Directions
Report all lines of the data below that hold the word "macaw".

Record excerpts
^^^^

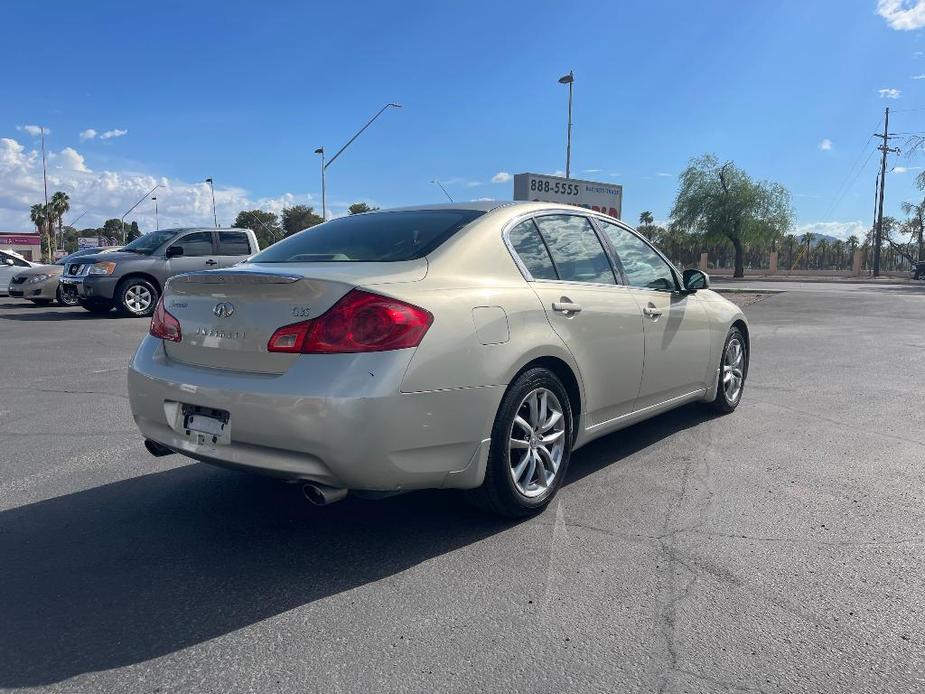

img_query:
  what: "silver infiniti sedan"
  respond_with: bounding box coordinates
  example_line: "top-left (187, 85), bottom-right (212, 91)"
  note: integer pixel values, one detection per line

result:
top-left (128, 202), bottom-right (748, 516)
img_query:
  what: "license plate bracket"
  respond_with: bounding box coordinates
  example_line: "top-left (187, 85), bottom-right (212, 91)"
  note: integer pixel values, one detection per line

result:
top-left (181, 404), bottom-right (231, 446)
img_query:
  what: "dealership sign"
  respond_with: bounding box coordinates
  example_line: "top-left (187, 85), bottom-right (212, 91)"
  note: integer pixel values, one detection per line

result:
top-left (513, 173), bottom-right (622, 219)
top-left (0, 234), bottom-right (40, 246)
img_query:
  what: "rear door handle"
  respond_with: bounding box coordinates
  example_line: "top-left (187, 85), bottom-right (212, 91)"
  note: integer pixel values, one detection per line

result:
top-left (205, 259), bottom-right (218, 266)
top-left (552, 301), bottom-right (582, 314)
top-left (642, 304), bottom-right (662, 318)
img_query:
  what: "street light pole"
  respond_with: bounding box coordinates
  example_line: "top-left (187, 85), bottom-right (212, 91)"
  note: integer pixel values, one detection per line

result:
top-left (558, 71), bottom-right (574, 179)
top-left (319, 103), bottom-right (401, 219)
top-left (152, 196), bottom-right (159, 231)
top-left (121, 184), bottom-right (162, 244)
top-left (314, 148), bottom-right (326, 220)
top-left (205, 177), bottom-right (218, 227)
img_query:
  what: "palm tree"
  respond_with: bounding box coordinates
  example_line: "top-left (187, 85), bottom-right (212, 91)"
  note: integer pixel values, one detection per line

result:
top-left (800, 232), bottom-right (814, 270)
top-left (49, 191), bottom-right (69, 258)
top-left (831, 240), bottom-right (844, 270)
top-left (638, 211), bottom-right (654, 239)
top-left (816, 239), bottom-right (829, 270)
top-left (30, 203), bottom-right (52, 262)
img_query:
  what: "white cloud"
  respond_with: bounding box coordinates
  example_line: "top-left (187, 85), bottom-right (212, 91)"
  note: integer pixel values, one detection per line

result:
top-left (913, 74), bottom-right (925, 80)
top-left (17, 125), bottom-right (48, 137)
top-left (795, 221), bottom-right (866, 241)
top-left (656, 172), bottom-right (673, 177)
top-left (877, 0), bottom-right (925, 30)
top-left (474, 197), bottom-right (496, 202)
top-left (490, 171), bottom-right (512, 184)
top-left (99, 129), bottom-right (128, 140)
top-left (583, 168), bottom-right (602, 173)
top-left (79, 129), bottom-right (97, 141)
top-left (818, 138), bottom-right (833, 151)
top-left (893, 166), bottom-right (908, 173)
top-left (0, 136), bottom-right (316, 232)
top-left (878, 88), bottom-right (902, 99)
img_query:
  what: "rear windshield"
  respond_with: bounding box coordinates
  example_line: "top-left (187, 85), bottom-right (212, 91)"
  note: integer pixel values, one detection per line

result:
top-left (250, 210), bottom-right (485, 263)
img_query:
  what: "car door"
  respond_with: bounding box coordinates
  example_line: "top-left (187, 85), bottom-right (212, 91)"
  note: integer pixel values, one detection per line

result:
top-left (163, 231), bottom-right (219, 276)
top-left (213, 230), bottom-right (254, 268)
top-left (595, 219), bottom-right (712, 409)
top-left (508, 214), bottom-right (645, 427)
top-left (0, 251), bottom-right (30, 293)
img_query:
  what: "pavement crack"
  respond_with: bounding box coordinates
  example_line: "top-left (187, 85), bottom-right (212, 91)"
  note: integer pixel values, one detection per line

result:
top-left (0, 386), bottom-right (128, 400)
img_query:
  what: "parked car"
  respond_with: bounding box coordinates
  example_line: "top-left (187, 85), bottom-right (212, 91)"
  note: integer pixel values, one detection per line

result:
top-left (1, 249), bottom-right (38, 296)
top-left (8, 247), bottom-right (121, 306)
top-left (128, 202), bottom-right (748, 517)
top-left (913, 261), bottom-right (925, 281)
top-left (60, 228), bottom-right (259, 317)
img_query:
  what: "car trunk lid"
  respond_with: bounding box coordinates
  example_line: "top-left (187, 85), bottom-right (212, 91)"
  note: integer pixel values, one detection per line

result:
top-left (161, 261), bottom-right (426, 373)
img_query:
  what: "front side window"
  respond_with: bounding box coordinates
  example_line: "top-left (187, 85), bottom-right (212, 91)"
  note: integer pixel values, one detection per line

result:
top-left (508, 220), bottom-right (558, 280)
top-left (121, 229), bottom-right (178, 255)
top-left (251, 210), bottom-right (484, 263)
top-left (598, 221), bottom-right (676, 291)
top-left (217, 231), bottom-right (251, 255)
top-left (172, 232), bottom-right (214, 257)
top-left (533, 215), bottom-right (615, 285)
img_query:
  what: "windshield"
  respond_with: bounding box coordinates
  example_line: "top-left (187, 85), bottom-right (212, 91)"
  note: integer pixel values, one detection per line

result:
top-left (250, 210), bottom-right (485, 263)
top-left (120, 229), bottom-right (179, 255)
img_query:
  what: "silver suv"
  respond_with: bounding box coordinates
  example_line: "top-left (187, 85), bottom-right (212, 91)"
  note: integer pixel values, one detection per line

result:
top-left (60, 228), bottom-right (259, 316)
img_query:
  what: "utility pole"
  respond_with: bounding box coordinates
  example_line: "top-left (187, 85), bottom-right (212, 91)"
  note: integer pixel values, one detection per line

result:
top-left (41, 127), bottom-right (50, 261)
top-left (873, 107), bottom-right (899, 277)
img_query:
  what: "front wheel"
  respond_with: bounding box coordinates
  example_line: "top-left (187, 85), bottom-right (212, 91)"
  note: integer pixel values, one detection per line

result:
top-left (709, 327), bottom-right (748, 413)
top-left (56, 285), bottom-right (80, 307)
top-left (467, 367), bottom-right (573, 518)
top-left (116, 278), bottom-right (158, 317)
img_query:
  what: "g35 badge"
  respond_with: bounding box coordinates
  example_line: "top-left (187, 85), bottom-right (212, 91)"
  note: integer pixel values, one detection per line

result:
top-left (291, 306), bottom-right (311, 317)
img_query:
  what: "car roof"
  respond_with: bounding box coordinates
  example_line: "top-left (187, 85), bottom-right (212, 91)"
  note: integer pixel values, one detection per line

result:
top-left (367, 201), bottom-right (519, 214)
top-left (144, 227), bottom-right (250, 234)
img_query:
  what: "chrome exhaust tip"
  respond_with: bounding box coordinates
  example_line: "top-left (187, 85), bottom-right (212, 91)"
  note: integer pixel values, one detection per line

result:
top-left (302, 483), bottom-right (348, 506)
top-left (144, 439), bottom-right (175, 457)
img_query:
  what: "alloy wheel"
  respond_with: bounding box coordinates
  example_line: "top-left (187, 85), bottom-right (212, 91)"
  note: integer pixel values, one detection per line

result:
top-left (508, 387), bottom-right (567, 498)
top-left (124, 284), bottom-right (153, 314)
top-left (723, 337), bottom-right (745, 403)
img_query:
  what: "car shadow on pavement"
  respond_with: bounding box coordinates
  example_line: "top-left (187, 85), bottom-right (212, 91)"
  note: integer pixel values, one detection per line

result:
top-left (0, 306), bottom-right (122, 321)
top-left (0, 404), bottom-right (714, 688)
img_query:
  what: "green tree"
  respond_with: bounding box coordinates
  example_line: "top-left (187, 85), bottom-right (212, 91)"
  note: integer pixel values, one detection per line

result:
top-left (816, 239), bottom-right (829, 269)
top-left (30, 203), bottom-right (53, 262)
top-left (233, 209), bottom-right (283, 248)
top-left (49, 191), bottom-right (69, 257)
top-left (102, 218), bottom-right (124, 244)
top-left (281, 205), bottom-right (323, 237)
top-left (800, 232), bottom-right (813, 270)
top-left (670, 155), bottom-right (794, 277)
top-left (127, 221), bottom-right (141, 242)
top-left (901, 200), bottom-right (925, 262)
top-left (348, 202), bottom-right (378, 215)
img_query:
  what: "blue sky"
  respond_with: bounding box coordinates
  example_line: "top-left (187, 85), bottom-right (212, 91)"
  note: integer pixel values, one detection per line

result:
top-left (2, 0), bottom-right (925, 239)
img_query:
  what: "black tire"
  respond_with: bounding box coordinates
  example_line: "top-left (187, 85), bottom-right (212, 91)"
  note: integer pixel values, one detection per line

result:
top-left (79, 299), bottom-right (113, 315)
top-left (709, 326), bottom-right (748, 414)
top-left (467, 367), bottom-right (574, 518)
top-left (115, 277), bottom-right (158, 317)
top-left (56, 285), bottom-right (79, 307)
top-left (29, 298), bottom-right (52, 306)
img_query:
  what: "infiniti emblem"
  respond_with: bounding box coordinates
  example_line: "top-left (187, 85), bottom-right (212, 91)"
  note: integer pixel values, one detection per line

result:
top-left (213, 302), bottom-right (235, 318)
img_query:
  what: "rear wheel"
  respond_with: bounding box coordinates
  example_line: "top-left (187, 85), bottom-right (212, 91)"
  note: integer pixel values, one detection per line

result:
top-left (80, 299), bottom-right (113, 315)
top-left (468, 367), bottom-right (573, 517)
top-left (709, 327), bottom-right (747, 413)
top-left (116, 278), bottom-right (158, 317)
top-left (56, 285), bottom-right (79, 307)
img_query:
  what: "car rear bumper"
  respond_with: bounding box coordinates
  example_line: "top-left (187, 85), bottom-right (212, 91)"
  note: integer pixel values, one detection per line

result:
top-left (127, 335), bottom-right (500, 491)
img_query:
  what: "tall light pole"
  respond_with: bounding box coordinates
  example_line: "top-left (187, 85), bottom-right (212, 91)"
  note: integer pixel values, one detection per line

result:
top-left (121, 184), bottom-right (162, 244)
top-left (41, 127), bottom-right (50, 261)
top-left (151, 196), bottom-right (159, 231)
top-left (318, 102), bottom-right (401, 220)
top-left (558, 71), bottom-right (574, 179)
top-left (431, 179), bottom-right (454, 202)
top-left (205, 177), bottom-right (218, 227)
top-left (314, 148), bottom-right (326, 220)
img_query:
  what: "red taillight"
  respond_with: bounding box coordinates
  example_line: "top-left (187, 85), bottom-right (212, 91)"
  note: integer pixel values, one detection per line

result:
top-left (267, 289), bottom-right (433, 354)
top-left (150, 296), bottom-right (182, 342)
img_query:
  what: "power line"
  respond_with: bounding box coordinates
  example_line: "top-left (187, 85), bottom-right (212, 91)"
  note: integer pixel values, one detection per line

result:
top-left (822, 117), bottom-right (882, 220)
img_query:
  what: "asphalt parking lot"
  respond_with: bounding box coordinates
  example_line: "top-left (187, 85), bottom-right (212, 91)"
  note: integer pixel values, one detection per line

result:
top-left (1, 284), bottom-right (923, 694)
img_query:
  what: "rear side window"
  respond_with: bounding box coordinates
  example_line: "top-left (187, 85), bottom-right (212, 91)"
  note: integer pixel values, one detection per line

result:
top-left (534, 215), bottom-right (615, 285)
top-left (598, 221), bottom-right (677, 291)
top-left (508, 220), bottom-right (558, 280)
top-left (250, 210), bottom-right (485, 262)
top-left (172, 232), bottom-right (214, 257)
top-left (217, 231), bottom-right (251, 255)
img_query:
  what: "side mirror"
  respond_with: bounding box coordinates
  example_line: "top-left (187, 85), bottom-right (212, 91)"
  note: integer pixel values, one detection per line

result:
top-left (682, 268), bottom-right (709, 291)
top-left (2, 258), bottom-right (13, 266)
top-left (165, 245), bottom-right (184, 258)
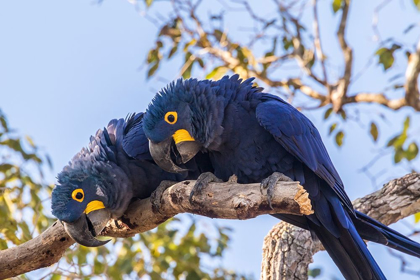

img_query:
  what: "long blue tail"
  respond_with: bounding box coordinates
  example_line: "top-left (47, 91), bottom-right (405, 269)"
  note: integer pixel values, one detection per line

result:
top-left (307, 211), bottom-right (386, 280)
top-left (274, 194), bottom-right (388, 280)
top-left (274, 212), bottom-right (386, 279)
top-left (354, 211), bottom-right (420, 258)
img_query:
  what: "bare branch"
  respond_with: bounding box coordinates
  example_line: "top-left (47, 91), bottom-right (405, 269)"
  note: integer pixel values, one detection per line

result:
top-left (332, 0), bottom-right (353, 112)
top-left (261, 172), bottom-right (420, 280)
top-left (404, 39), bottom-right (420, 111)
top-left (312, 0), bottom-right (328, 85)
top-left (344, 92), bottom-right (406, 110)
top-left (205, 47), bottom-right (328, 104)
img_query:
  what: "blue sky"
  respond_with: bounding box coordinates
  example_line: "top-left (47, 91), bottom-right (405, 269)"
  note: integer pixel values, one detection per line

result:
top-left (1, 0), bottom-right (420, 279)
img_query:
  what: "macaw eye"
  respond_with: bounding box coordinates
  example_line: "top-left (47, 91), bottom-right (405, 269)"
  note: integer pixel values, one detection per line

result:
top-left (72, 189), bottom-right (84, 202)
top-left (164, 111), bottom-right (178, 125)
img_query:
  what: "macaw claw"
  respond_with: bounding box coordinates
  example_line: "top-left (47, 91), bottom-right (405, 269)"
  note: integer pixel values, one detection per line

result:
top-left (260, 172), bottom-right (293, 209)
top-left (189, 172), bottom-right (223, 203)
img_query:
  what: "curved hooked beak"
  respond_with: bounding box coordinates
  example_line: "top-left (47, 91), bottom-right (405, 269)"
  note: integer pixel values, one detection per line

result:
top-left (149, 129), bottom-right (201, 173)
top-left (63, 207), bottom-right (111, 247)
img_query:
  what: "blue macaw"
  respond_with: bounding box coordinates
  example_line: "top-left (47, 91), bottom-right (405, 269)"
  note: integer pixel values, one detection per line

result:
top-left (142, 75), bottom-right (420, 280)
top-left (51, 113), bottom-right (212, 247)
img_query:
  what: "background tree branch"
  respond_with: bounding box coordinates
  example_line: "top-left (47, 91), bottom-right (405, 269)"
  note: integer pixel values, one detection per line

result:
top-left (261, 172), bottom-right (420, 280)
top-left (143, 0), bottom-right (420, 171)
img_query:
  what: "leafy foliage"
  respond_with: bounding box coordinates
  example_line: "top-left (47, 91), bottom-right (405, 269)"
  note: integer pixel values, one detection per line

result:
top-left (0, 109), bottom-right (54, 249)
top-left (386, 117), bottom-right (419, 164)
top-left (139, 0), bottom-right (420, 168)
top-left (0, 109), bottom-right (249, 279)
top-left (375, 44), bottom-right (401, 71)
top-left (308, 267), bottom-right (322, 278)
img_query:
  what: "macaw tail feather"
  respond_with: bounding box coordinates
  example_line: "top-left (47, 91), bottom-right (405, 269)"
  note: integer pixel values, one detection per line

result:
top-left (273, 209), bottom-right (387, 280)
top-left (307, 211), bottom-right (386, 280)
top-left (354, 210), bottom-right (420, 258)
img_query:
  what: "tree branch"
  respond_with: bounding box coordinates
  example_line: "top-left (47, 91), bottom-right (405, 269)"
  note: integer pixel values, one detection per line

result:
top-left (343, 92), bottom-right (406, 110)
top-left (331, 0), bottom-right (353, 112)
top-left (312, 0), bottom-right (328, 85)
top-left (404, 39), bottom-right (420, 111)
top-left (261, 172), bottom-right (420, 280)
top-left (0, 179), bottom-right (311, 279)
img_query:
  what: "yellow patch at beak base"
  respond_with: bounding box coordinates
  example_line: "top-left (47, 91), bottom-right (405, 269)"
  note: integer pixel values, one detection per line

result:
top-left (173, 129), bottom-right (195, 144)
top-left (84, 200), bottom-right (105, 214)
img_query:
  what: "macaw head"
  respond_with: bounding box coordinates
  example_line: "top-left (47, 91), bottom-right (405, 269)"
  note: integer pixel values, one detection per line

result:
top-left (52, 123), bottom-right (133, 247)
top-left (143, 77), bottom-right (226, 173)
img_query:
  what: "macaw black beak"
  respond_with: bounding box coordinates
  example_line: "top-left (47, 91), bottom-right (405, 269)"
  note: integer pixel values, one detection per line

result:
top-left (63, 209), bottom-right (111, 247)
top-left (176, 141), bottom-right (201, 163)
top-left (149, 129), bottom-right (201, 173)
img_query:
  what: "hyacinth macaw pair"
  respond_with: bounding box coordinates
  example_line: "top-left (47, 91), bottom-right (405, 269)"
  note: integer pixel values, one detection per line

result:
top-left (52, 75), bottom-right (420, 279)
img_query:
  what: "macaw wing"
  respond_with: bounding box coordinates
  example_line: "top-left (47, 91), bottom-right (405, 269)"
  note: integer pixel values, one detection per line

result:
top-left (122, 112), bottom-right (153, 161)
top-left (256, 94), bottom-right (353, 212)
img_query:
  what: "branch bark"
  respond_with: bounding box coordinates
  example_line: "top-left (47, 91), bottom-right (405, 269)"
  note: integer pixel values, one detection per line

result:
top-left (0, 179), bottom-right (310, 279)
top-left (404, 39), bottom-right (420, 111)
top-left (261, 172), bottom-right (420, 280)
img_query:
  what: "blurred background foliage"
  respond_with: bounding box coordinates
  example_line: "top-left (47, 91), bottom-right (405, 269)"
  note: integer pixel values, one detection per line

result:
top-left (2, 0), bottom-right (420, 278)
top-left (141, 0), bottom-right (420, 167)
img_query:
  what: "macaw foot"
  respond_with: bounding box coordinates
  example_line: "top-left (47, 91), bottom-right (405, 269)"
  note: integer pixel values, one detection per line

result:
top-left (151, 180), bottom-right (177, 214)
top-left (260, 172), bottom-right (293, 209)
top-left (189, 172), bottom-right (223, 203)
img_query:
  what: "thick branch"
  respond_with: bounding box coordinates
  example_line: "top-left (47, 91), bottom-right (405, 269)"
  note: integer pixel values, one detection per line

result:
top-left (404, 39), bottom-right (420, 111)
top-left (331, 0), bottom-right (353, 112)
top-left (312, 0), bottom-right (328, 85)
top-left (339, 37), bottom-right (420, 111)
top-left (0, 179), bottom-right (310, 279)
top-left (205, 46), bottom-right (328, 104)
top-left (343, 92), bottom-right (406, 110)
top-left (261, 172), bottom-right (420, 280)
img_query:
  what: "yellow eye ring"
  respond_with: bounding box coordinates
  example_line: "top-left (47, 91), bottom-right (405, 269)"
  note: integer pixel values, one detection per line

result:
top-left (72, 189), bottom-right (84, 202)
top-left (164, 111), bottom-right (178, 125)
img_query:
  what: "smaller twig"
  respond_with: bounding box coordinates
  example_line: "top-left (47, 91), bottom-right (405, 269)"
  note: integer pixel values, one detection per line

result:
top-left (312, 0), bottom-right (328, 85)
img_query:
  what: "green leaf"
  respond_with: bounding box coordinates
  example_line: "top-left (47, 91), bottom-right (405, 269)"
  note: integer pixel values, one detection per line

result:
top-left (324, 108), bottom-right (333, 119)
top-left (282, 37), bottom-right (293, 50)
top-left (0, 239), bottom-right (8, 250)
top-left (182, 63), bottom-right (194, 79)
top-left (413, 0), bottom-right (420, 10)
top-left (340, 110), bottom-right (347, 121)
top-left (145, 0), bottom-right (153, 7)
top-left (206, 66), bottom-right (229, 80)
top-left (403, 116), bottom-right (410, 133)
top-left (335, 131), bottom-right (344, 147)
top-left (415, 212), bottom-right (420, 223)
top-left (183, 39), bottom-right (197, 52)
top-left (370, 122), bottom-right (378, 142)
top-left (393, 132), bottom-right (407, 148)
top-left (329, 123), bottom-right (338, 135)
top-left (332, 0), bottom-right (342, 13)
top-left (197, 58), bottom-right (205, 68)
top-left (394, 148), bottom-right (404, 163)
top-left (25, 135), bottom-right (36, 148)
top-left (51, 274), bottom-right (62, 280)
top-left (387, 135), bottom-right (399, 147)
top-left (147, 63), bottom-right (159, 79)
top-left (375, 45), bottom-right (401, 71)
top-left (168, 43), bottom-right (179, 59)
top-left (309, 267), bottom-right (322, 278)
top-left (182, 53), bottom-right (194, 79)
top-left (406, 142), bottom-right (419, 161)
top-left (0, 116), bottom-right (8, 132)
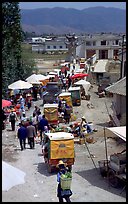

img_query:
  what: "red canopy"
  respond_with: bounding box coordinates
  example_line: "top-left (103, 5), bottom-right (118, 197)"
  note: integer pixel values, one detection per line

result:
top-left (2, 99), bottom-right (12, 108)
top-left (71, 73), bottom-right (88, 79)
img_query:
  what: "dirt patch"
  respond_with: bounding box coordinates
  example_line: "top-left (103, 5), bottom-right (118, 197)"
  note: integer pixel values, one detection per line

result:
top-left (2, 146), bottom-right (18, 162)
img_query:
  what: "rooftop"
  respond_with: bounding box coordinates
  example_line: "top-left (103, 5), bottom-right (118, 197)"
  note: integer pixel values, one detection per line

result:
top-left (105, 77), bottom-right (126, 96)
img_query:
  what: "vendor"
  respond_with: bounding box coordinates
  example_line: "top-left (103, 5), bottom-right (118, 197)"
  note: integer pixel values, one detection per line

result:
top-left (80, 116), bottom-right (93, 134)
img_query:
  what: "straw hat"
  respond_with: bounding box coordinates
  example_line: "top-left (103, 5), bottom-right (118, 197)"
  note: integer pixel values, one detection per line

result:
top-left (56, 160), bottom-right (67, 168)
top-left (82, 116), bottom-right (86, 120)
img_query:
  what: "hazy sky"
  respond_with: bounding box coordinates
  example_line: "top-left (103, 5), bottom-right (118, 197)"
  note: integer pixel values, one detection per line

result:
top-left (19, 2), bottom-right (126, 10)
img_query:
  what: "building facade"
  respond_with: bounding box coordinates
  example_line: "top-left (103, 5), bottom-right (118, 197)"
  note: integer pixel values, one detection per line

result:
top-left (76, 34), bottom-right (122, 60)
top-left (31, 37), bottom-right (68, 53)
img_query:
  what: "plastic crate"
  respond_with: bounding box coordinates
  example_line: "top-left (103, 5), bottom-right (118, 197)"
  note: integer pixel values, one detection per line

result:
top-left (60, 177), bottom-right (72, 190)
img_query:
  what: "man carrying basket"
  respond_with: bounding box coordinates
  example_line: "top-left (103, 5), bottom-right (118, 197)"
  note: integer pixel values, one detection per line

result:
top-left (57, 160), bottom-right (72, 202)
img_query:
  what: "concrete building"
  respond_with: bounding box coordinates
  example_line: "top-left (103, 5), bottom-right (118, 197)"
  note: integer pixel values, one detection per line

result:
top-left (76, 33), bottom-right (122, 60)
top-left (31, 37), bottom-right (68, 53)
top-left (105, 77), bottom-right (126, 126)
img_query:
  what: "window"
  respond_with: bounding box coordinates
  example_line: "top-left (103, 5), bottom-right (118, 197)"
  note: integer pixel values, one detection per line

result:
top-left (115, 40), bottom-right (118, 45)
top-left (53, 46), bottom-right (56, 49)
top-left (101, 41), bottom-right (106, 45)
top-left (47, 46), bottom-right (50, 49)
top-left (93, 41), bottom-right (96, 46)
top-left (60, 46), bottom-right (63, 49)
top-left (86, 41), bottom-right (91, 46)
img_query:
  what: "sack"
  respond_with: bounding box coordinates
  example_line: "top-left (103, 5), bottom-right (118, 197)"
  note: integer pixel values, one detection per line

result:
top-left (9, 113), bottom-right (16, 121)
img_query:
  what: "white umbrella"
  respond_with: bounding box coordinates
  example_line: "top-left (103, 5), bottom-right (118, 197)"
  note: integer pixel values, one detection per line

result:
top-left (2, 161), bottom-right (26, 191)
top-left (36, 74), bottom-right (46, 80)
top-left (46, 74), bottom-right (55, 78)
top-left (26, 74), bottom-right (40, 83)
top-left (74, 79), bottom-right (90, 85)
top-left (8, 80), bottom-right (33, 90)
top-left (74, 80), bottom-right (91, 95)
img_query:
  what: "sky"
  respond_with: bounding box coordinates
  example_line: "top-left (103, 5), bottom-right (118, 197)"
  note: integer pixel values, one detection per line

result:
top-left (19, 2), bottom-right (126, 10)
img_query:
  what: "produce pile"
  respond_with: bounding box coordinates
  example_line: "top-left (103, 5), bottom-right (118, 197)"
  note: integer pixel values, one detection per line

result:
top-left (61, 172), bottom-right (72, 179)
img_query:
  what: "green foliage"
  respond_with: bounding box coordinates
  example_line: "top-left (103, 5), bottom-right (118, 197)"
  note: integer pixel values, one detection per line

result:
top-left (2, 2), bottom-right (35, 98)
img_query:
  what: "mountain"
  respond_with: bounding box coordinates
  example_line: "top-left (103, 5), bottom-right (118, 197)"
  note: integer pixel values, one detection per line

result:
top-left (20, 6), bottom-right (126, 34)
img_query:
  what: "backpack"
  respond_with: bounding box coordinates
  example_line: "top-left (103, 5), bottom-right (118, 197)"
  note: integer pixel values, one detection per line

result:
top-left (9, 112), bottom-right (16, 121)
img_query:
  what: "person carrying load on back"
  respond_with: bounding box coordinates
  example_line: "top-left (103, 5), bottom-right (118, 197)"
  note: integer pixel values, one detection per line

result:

^^^^

Task response
  what: "macaw eye"
  what: "macaw claw"
  what: "blue macaw"
  what: "macaw tail feather"
  what: "macaw head"
  what: "macaw black beak"
  what: "hyacinth macaw pair"
  what: "macaw wing"
  what: "macaw foot"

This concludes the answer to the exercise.